**Text segment**
Last week, EPA released a draft toxicological assessment of formaldehyde that the Trump administration had suppressed for years. The risk assessment was produced by EPA’s Integrated Risk Information System (IRIS), whose gold-standard chemical toxicity reviews inform regulation and cleanup decisions. Formaldehyde, which is used in manufacturing resins, was designated a known human carcinogen by the International Agency for Research on Cancer in 2004 and the US’s National Toxicology Program in 2011. Its presence in a wide range of building materials and consumer products – and therefore in indoor and outdoor air – means both that exposure is widespread and that regulation would have significant implications for many companies. Those implications are likely why the assessment was suppressed for so long.
As expected, the formaldehyde draft assessment describes cancer risk. As Genna Reed of the Union of Concerned Scientists (UCS) explains, IRIS’s extensive scientific review process “found that breathing even small quantities of formaldehyde throughout a person’s lifetime is associated with an increased risk of leukemia and the development of head, neck and sinus cancer; asthma; allergies; decreased lung function; and even reproductive issues.” EPA will accept comments on the draft assessment for 60 days (until June 13, 2022), and the National Academies of Sciences, Engineering, and Medicine will conduct a peer review of it and convene a public meeting for discussion. After considering all this feedback, EPA will finalize the formaldehyde assessment.
Producing this kind of high-quality science takes time, and there’s always a tradeoff between being thorough and being fast. Long timelines are understandable; delays because of politically motivated suppression are unacceptable.
POLITICO’s Annie Snider reported in 2018 that EPA scientists completed the draft health assessment just before Donald Trump took office, but top advisors to then-EPA administrator Scott Pruitt were “delaying its release as part of a campaign to undermine the agency’s independent research into the health risks of toxic chemicals.” This happened a time when, Snider explains, trade groups representing businesses that could face new regulation following the risk assessment’s release had frequent access to EPA officials; she quotes a letter from the head of the American Chemistry Council’s Formaldehyde Panel that warns of “irreparable harm to the companies represented by the Panel.” In 2021, when the Biden administration was in office and EPA un-suspended the formaldehyde assessment process, recent EPA retiree Jennifer Orme-Zavaleta gave The Intercept’s Sharon Lerner more details about Trump appointees who interfered with the assessment’s progress.

**Material shown**
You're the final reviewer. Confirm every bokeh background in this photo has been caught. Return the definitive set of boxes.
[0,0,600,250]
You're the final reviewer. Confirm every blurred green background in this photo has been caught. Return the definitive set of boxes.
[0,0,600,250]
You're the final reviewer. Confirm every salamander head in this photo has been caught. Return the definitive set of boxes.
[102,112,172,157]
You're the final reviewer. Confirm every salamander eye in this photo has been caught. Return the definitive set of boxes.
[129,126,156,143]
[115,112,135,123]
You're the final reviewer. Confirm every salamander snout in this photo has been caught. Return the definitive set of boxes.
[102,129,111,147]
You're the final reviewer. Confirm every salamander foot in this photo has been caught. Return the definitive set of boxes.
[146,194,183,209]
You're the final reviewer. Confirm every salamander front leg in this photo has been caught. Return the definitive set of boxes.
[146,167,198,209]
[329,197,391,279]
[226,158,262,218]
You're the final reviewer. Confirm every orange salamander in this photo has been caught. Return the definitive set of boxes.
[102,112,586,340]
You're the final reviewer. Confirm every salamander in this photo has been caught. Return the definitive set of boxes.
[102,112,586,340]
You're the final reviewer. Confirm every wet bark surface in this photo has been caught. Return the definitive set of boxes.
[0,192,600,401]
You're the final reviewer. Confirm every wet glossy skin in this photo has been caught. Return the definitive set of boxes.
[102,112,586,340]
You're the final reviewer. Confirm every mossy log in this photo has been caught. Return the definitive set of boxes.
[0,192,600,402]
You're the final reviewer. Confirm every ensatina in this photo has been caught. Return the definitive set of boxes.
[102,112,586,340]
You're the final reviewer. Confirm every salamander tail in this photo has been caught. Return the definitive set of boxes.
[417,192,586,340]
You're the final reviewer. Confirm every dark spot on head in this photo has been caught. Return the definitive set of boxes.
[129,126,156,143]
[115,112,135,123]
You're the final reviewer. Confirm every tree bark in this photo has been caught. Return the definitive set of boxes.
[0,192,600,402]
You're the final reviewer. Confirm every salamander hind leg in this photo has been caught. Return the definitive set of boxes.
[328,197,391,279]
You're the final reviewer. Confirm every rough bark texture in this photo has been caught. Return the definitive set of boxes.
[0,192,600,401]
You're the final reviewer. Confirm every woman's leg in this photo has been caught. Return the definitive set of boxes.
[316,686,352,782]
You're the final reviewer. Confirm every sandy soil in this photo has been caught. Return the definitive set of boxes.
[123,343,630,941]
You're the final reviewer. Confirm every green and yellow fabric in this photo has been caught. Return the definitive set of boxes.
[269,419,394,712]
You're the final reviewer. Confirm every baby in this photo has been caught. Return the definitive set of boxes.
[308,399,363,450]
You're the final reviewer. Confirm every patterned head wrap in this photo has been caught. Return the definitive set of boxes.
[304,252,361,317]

**Exercise set**
**a)** From the formaldehyde assessment text, list every health effect that the quoted IRIS finding links to breathing small quantities of formaldehyde over a lifetime.
**b)** Carry on the formaldehyde assessment text from its last sentence.

**Responses per task**
**a)**
- Leukemia
- Head, neck and sinus cancer
- Asthma
- Allergies
- Decreased lung function
- Reproductive issues

**b)**
Reed calls the long-delayed release of the formaldehyde assessment “a victory for scientific integrity,” and it certainly does represent an important step forward. Once this assessment is finalized, EPA can begin the lengthy process of issuing or updating regulations to account for the health risks that the agency has officially recognized. Once regulators slog through the latest iterations of industry efforts to forestall public health protections, and if the rules withstand the inevitable court challenges, these regulations will save lives and spare many families from the suffering that cancer diagnoses bring. But we’re still looking at years of unnecessary suffering and loss of life because of politically motivated delays.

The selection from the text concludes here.